Selected passage
════════════════════
This is a shopper's dream--everything is on sale. Higher interest rates and oil prices means consumers will have less money to spend. Offsetting that partially are people who won't buy a new home and spend in retail instead. Tech has been punished. So has banking. Canadian banks are down at least 15%, but American ones a lot more, even though the banks are in great financial shape (share buybacks and dividend increases). Energy and metals stocks: buy them when prices are low and sell high. 12 months from now, the Russian war will likely be over (to no one's satisfaction) and energy prices will subside partially. Oil prices are probably near their peak.
Buy preferred shares? Many investors don't understand preferreds, because the dividend rate is reset every 5 years or called away by the issuer. When interest rates declined, preferreds trading down sharply. If you buy one, you risk the rate being cut. If we have a recession, rates certainly will. Instead, buy 5-year corporate bonds yielding over 4%, which he recommends for someone like a senior who seeks income, rather than preferreds. Safer.
BC Bonds Bond yields have taken off in the past year. There's not decent value for bond investors. Your capital will be secured with BC Bonds, and you'll get a reasonable yield. Stable income here from bonds in the 1-5-year range.
Seniors seeking bonds Regular investment-grade bonds are the best--some Canadian bonds, provincial ones and quality corporate ones like Royal Bank or Bell Canada lasting 1-5 years. Would generate easily over a 3% yield.
════════════════════
Given exercise 1
Using the market commentary, decide whether each statement below agrees with it. Answer yes or no for each and quote the words that decide it. (a) Canadian banks have fallen more than American banks. (b) The commentary recommends 5-year corporate bonds yielding over 4% for a senior seeking income, rather than preferred shares. (c) Oil prices are probably near their peak.
Given exercise 2
Copy word for word the part of the market commentary from the words "Seniors seeking bonds" to the words "a 3% yield.".

Material
════════════════════
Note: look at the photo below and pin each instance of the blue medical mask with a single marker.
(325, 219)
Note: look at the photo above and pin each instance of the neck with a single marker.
════════════════════
Full output 1
(a) No: "Canadian banks are down at least 15%, but American ones a lot more"
(b) Yes: "buy 5-year corporate bonds yielding over 4%, which he recommends for someone like a senior who seeks income, rather than preferreds"
(c) Yes: "Oil prices are probably near their peak."

Full output 2
Seniors seeking bonds Regular investment-grade bonds are the best--some Canadian bonds, provincial ones and quality corporate ones like Royal Bank or Bell Canada lasting 1-5 years. Would generate easily over a 3% yield.